• [STATED GOAL]: Swap every "grass" in the records below for "lawn" and reproduce the lines with nothing else altered.

• [RECORDED DATA]:
----------------
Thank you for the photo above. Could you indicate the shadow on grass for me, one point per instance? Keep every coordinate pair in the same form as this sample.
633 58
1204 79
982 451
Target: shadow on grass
----------------
• [CORRECT OUTPUT]:
Thank you for the photo above. Could you indicate the shadow on lawn for me, one point per instance? Keep every coordinate pair in the same form as this sample.
633 58
1204 79
982 451
Target: shadow on lawn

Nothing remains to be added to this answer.